ACTIONS TO TAKE ▸
(1) In the cat forum thread, which cat is the only one the older female gets along with?
(2) Quote the stretch of the cat forum thread from "She was definitely" through "(Jul 5, 2010)".

** start SOURCE EXCERPT **

# Cats ganging up on one cat...



## insubstantial (Jun 14, 2011)

Three of my male cats (one is 2 year-old, the other two are brothers and about 1 year-old, all neutered) are bullying my older female (3 year-old, spayed).

The older one goes absolutely crazy as soon as he sees her and viciously attacks her. I mean *viciously*. She is declawed and does absolutely nothing to defend herself: she just stays on her back exposing her belly to the other's claws. This has been going on for nearly a year now and all our attempts to "reintroduce" them (she is my boyfriend's cat, the male is mine, and we didn't live together previously) having failed and practically ended in murder, we just settled on keeping them in separate rooms at all times. Then, all was good. Recently, though, the two younger cats suddenly started stalking her and attacking her for no reason. Now they won't let her eat or use the litterbox in peace! Why? As far as we know, the female cat is healthy. She grew up as an only cat and isn't the friendliest, as in she wants to be left alone to do her own thing... She isn't very active, whereas the others are hyperactive. The only cat she gets along with is my boyfriend's Bengal, whom he got about a year before we moved in together. The Bengal is also declawed. He gets along fine with the others. Any idea? This is getting stressful for everyone involved!


----------



## Marcia (Dec 26, 2010)

I don't have ideas, but can tell you that my friend took in a stray 3 years ago and her two resident cats constantly gang up on her - sometimes very viciously. For 3 years this poor cat has lived in terror of them and we cannot figure out what to do otherwise. She (the cat not my friend) finds nice places to hide, but spending your life in terror is no way to live, IMHO. If the relationship between you and BF is serious, I would think about the long term well being of one or the other of the cats.


----------



## insubstantial (Jun 14, 2011)

She was definitely living in terror when she had to share a space with my cat. The poor girl wouldn't leave this one spot and peed there because she was too afraid to get to the litterbox. She was obviously miserable. We have been switching them from room to room throughout the day and it's not the most convenient solution, but overall she seems pretty content. Right now, with the other two, it's not so bad. She still goes about her business without fear and the attacks are inconsistent. I'm just afraid it'll escalate, like it did with my cat... Sigh. I wish I could ask them what their problem is.

My boyfriend's mother *might* be willing to take her if things get out of hand. But this would be a very last resort.


----------



## catloverami (Jul 5, 2010)

_Please_ find a nice home with no other cats for this poor girl. This is no life for this poor girl who lives in fear of being attacked and too afraid to use a litter box. Please inquire at vet offices, shelters or rescues to see if there is someone specifically looking for a_ declawed _cat. There are people who would love to have a declawed cat with no worries it is going to scratch their furniture. Contstant fighting of cats is no way to live for you either, as it's very stressful, and this life is stressful enough without having a home environment that way too. A peaceful home helps us deal with stress and is relaxing and restorative, so think about your own welfare too.


----------



## insubstantial (Jun 14, 2011)

** end SOURCE EXCERPT **
** start AVAILABLE DATA **

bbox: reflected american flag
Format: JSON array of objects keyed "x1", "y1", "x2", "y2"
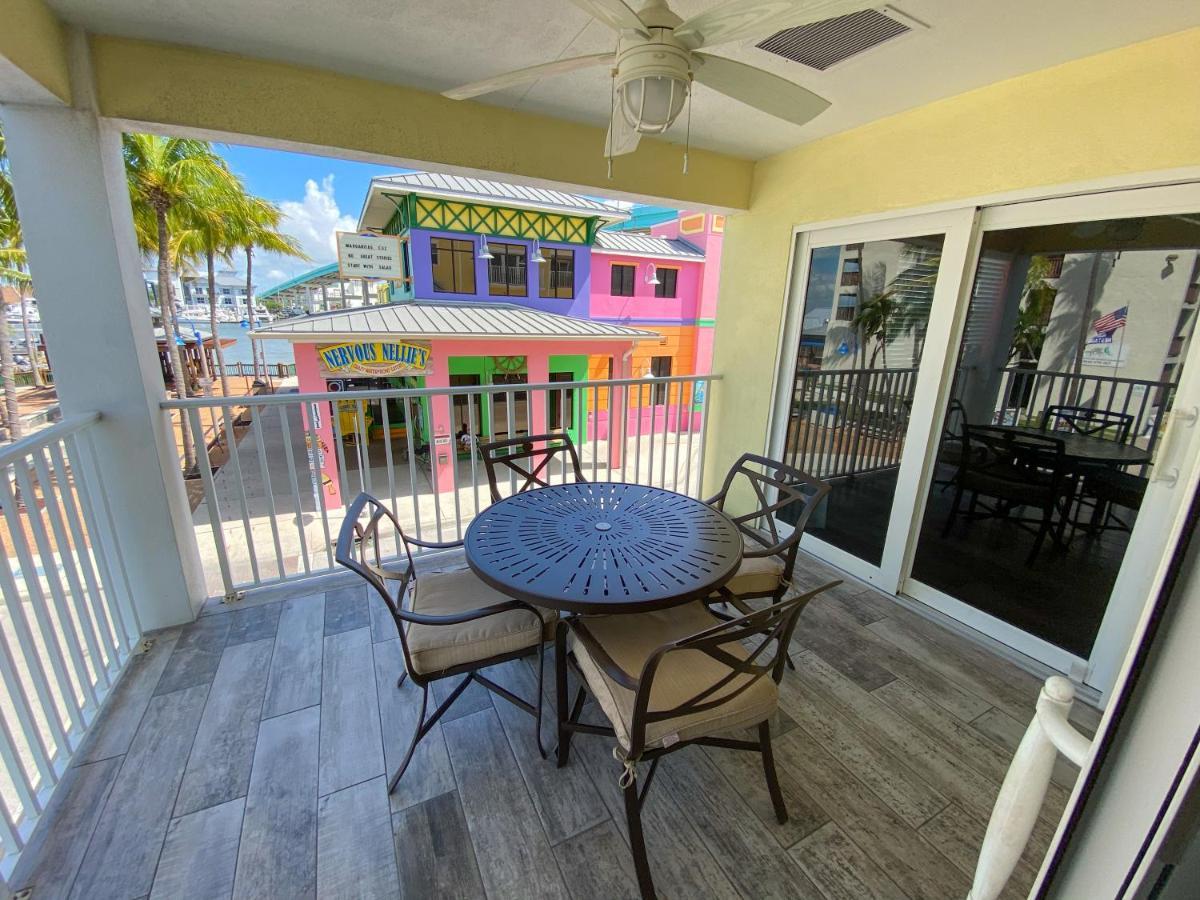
[{"x1": 1092, "y1": 306, "x2": 1129, "y2": 335}]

** end AVAILABLE DATA **

THE ANSWERS ▸
(1) The boyfriend's Bengal.

(2)
She was definitely living in terror when she had to share a space with my cat. The poor girl wouldn't leave this one spot and peed there because she was too afraid to get to the litterbox. She was obviously miserable. We have been switching them from room to room throughout the day and it's not the most convenient solution, but overall she seems pretty content. Right now, with the other two, it's not so bad. She still goes about her business without fear and the attacks are inconsistent. I'm just afraid it'll escalate, like it did with my cat... Sigh. I wish I could ask them what their problem is.

My boyfriend's mother *might* be willing to take her if things get out of hand. But this would be a very last resort.


----------



## catloverami (Jul 5, 2010)